**Given passage:**
Deduce template parameter through std:is_base_of

Question

Consider the following example:

#include <memory>

template<class T>
class RefSP {
private:
    std::shared_ptr<T> p;
public:
    template<class A>
    RefSP(A&& v) : p(std::forward<A>(p)) {}
};

template <
        class T,
        class U,
        typename std::enable_if<std::is_base_of<std::shared_ptr<U>, T>::value>::type* = nullptr>
inline RefSP<U>*
make_ref_sp(T&& p)
{
    return new RefSP<U>(std::forward<T>(p));
}

int main()
{
    auto sp = std::make_shared<int>(42);
    auto x = make_ref_sp(sp);
}

I get compilation error

 In function 'int main()':
25:28: error: no matching function for call to 'make_ref_sp(std::shared_ptr<int>&)'
25:28: note: candidate is:
17:1: note: template<class T, class U, typename std::enable_if<std::is_base_of<std::shared_ptr<_Tp2>, T>::value>::type* <anonymous> > RefSP<U> make_ref_sp(T&&)

**Records provided:**

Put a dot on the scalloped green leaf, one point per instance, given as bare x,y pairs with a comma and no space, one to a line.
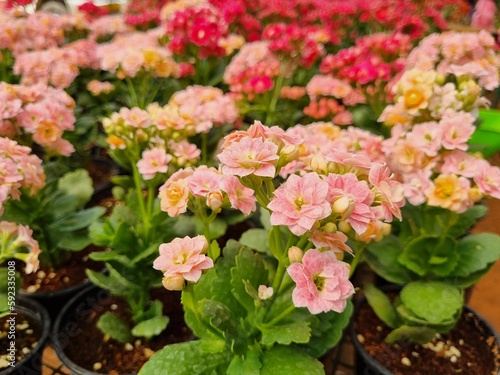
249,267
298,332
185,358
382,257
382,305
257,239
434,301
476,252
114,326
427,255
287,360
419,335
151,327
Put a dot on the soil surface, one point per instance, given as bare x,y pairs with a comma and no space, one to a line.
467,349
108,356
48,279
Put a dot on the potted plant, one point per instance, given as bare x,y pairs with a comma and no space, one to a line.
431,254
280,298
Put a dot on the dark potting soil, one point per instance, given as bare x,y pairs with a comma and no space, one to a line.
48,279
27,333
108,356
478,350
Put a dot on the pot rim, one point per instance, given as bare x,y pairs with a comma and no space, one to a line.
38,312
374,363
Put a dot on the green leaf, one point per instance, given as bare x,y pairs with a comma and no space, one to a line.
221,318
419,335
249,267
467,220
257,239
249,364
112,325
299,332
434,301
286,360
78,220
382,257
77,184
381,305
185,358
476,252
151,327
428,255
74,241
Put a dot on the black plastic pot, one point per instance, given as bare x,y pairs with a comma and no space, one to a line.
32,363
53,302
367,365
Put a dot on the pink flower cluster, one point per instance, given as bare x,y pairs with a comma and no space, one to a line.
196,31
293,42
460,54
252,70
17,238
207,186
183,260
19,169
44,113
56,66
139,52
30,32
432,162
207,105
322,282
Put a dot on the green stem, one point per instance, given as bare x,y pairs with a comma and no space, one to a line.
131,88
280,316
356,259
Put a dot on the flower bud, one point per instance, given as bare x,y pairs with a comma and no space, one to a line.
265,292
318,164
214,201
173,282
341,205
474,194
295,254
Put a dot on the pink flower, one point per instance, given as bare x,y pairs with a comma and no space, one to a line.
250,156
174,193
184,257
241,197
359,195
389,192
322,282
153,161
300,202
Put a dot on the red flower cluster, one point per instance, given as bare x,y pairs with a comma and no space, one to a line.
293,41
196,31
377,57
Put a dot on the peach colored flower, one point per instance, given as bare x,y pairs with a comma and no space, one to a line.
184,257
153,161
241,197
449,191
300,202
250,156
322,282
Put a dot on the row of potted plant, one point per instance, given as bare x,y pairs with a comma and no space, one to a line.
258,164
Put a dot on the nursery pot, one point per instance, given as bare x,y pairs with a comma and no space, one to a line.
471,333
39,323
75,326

==

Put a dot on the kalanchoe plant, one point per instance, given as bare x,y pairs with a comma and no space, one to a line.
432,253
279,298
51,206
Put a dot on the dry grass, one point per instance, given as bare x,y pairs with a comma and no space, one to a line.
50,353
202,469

**Instructions:**
[a] Copy from "I get compilation" to "<anonymous> > RefSP<U> make_ref_sp(T&&)" in the question about deducing a template parameter through std::is_base_of.
[b] Continue the question about deducing a template parameter through std::is_base_of from where it stops.

**Results of the tasks:**
[a]
I get compilation error

 In function 'int main()':
25:28: error: no matching function for call to 'make_ref_sp(std::shared_ptr<int>&)'
25:28: note: candidate is:
17:1: note: template<class T, class U, typename std::enable_if<std::is_base_of<std::shared_ptr<_Tp2>, T>::value>::type* <anonymous> > RefSP<U> make_ref_sp(T&&)

[b]
17:1: note:   template argument deduction/substitution failed:
25:28: note:   couldn't deduce template parameter 'U'

The question is, how can I fix the code so that U will be inferred given that T is std::shared_ptr<U> while preserving move-semantics.

Answer 1

std::is_base_of is a trait for inheritance...

You would need special trait for that:

template <typename> struct is_shared_ptr : std::false_type {};
template <typename T> struct is_shared_ptr<std::shared_ptr<T>> : std::true_type
{
    // Possibly add information here
    // using element_type = T;
};

template <
        class T,
        typename std::enable_if<is_shared_ptr<typename std::decay<T>::type>::value, int>::type = 0>
RefSP<typename std::decay<T>::type::element_type>
make_ref_sp(T&& p)
{
    return RefSP<U>(std::forward<T>(p));
}

I would simply do:

#include <memory>

template <class T>
class RefSP {
private:
    std::shared_ptr<T> p;
public:
    explicit RefSP(std::shared_ptr<T>&& v) : p(std::move(v)) {}
};

template <class T>
RefSP<T> make_ref_sp(std::shared_ptr<T>&& p)
{
    return RefSP<T>(std::move(p));
}

int main()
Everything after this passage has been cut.